Supplied records START

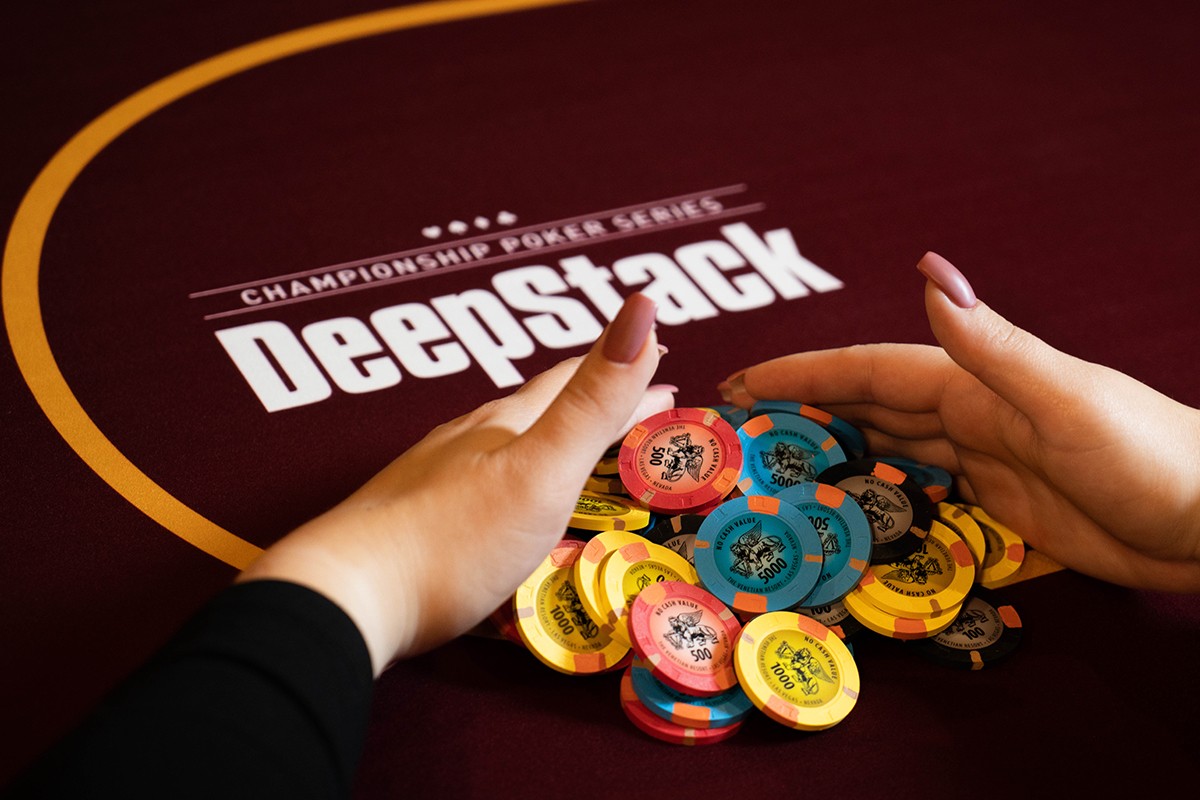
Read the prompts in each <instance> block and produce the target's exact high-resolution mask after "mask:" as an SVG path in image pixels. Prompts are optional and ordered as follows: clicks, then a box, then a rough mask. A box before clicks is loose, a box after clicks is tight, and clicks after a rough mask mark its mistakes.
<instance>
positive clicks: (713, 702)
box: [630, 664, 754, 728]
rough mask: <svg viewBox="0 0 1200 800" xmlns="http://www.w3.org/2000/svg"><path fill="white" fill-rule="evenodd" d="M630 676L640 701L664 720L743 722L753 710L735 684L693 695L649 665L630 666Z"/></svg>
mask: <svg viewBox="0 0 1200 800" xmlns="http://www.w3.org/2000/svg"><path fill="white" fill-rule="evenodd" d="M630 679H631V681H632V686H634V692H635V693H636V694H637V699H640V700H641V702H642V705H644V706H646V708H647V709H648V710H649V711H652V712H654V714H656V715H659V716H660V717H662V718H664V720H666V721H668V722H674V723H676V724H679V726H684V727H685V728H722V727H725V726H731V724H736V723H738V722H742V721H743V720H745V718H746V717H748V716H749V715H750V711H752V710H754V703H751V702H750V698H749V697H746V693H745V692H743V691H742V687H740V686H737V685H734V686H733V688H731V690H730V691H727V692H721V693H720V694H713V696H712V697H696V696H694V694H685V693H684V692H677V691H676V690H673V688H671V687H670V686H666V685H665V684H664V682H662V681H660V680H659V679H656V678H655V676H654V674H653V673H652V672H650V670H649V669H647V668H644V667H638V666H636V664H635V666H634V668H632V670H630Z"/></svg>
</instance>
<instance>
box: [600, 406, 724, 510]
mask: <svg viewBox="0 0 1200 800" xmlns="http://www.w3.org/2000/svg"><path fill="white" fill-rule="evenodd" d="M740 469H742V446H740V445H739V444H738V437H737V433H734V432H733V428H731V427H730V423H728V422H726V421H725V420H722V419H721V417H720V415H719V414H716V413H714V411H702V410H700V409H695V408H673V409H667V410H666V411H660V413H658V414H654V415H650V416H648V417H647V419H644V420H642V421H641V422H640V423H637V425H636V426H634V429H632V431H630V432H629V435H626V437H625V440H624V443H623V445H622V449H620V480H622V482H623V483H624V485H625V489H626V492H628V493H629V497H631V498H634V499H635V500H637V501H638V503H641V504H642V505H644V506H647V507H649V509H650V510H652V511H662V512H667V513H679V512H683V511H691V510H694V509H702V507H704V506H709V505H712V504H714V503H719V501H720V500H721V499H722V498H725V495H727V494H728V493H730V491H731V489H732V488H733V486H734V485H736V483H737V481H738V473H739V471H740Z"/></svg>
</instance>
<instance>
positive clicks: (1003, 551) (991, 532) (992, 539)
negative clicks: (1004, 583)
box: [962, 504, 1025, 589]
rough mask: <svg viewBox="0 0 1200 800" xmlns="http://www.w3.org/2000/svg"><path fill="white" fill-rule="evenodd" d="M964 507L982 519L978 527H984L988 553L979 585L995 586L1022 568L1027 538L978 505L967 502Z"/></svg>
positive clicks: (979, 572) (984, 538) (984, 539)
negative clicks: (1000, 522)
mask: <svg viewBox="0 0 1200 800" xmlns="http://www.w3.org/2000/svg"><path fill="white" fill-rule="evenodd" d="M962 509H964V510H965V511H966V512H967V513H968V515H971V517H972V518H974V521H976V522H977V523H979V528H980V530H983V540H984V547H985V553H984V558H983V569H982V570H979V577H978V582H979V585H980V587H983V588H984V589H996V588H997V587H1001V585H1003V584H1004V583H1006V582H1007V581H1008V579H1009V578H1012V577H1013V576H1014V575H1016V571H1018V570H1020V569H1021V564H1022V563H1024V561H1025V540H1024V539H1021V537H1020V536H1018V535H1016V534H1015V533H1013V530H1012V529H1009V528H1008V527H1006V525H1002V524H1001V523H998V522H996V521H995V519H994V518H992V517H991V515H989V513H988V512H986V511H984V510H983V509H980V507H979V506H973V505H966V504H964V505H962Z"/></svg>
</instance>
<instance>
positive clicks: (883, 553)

Supplied records END

§ Task prompt:
Restate the entries above word for word, minus the pictures.

§ Result:
Read the prompts in each <instance> block and produce the target's exact high-resolution mask after "mask:" as an SVG path in image pixels. Prompts are optional and ordered as follows: clicks, then a box, then a rough mask. A box before clicks is loose, a box after clicks is tight, and clicks after a rough mask mark its mistakes.
<instance>
positive clicks: (713, 702)
box: [630, 664, 754, 728]
rough mask: <svg viewBox="0 0 1200 800" xmlns="http://www.w3.org/2000/svg"><path fill="white" fill-rule="evenodd" d="M630 676L640 701L664 720L743 722L753 710L735 684L693 695L649 665L630 666Z"/></svg>
mask: <svg viewBox="0 0 1200 800" xmlns="http://www.w3.org/2000/svg"><path fill="white" fill-rule="evenodd" d="M630 679H631V681H632V686H634V692H635V693H636V694H637V699H640V700H641V702H642V705H644V706H646V708H647V709H648V710H649V711H652V712H654V714H656V715H659V716H660V717H662V718H664V720H666V721H668V722H674V723H676V724H679V726H684V727H685V728H722V727H725V726H731V724H736V723H738V722H742V721H743V720H745V718H746V717H748V716H749V715H750V711H752V710H754V703H751V702H750V698H749V697H746V693H745V692H743V691H742V687H740V686H737V685H734V686H733V688H731V690H730V691H727V692H721V693H720V694H713V696H712V697H696V696H694V694H685V693H684V692H677V691H676V690H673V688H671V687H670V686H666V685H665V684H664V682H662V681H660V680H659V679H656V678H655V676H654V674H653V673H652V672H650V670H649V669H647V668H644V667H638V666H636V664H635V666H634V668H632V670H630Z"/></svg>
</instance>
<instance>
box: [600, 406, 724, 510]
mask: <svg viewBox="0 0 1200 800" xmlns="http://www.w3.org/2000/svg"><path fill="white" fill-rule="evenodd" d="M740 469H742V446H740V445H739V444H738V437H737V433H734V432H733V428H731V427H730V423H728V422H726V421H725V420H722V419H721V417H720V415H719V414H716V413H714V411H702V410H700V409H695V408H673V409H667V410H666V411H660V413H658V414H654V415H650V416H648V417H647V419H644V420H642V421H641V422H640V423H637V425H636V426H634V429H632V431H630V432H629V435H626V437H625V440H624V443H623V445H622V449H620V480H622V482H623V483H624V485H625V489H626V492H628V493H629V497H631V498H634V499H635V500H637V501H638V503H641V504H642V505H644V506H647V507H649V509H650V510H652V511H662V512H667V513H679V512H683V511H691V510H694V509H702V507H704V506H709V505H712V504H714V503H719V501H720V500H721V499H722V498H725V495H727V494H728V493H730V491H731V489H732V488H733V486H734V485H736V483H737V481H738V473H739V471H740Z"/></svg>
</instance>
<instance>
positive clicks: (1003, 551) (991, 532) (992, 539)
negative clicks: (1004, 583)
box: [962, 504, 1025, 589]
rough mask: <svg viewBox="0 0 1200 800" xmlns="http://www.w3.org/2000/svg"><path fill="white" fill-rule="evenodd" d="M964 507L982 519L978 527H984L988 553L979 585L995 586L1022 568L1027 538L978 505L967 502Z"/></svg>
positive clicks: (979, 572) (984, 538) (984, 539)
negative clicks: (1000, 522)
mask: <svg viewBox="0 0 1200 800" xmlns="http://www.w3.org/2000/svg"><path fill="white" fill-rule="evenodd" d="M962 509H964V510H965V511H966V512H967V513H968V515H971V517H972V518H974V521H976V522H977V523H979V528H980V530H983V540H984V547H985V553H984V558H983V569H982V570H979V577H978V582H979V585H980V587H983V588H984V589H996V588H997V587H1001V585H1003V584H1004V583H1006V582H1007V581H1008V579H1009V578H1012V577H1013V576H1014V575H1016V571H1018V570H1020V569H1021V564H1022V563H1024V561H1025V540H1024V539H1021V537H1020V536H1018V535H1016V534H1015V533H1013V530H1012V529H1009V528H1008V527H1006V525H1002V524H1001V523H998V522H996V521H995V519H994V518H992V517H991V515H989V513H988V512H986V511H984V510H983V509H980V507H979V506H973V505H966V504H964V505H962Z"/></svg>
</instance>
<instance>
positive clicks: (883, 553)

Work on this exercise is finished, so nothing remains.